▸ 练习说明
请将下列全部记录重写一遍，把其中的“blue sky”改为“clear sky”，其余内容一律保持原样。

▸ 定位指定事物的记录
⟨

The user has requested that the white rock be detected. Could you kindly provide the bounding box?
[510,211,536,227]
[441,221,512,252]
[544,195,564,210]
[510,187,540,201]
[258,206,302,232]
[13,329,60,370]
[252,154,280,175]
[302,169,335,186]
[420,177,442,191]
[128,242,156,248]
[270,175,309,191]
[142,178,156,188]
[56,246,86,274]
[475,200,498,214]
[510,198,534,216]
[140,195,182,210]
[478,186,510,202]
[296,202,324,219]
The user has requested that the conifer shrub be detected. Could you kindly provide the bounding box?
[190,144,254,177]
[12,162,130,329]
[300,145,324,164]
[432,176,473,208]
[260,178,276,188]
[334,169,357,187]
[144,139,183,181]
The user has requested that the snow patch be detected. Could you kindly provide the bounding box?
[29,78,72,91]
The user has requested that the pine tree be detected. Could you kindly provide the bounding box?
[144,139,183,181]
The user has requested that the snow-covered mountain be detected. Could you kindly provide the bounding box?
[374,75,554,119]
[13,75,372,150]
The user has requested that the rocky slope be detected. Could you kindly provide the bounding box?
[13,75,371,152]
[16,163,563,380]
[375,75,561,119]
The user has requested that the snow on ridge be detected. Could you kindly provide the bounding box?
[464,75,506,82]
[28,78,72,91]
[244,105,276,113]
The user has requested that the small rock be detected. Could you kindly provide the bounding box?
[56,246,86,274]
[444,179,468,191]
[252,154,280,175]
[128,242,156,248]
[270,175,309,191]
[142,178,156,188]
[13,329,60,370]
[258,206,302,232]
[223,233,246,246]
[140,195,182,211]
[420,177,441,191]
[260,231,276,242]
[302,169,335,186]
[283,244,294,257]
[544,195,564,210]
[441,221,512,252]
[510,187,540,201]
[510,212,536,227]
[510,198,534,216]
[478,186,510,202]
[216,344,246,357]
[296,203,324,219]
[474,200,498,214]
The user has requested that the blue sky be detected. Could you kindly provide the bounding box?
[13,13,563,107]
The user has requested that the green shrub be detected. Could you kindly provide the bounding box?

⟩

▸ 输出结果
The user has requested that the white rock be detected. Could you kindly provide the bounding box?
[510,211,536,227]
[441,221,512,252]
[544,195,564,210]
[510,187,540,201]
[258,206,302,232]
[13,329,60,370]
[252,154,280,175]
[302,169,335,186]
[420,177,442,191]
[128,242,156,248]
[270,175,309,191]
[142,178,156,188]
[56,246,86,274]
[475,200,498,214]
[510,198,534,216]
[140,195,182,210]
[478,186,510,202]
[296,202,324,219]
The user has requested that the conifer shrub be detected. Could you kindly provide the bounding box?
[190,144,254,177]
[12,162,130,329]
[300,145,324,164]
[432,176,473,208]
[260,178,276,188]
[334,169,357,187]
[144,139,183,181]
The user has requested that the snow patch be detected. Could you kindly provide the bounding box?
[29,78,72,91]
The user has requested that the pine tree be detected. Could you kindly provide the bounding box?
[144,139,183,181]
The user has requested that the snow-covered mountain be detected. Could you kindly provide the bounding box?
[374,75,554,119]
[13,75,372,150]
The user has requested that the rocky slope be detected. Could you kindly provide the bounding box?
[13,75,371,152]
[16,163,563,380]
[375,75,561,119]
The user has requested that the snow on ridge be detected. Could you kindly provide the bounding box?
[464,75,506,82]
[28,78,72,91]
[244,105,276,113]
The user has requested that the small rock be detected. Could you kindly provide the bounding box?
[56,246,86,274]
[444,179,468,191]
[252,154,280,175]
[128,242,156,248]
[270,175,309,191]
[142,178,156,188]
[13,329,60,370]
[258,206,302,232]
[223,233,246,246]
[140,195,182,211]
[420,177,441,191]
[260,231,276,242]
[302,169,335,186]
[283,244,294,257]
[544,195,564,210]
[441,221,512,252]
[510,187,540,201]
[510,212,536,227]
[510,198,534,216]
[478,186,510,202]
[216,344,246,357]
[296,203,324,219]
[474,200,498,214]
The user has requested that the clear sky be detected. Could you kindly provide the bounding box?
[13,13,563,107]
The user has requested that the green shrub be detected. Could you kindly provide the bounding box?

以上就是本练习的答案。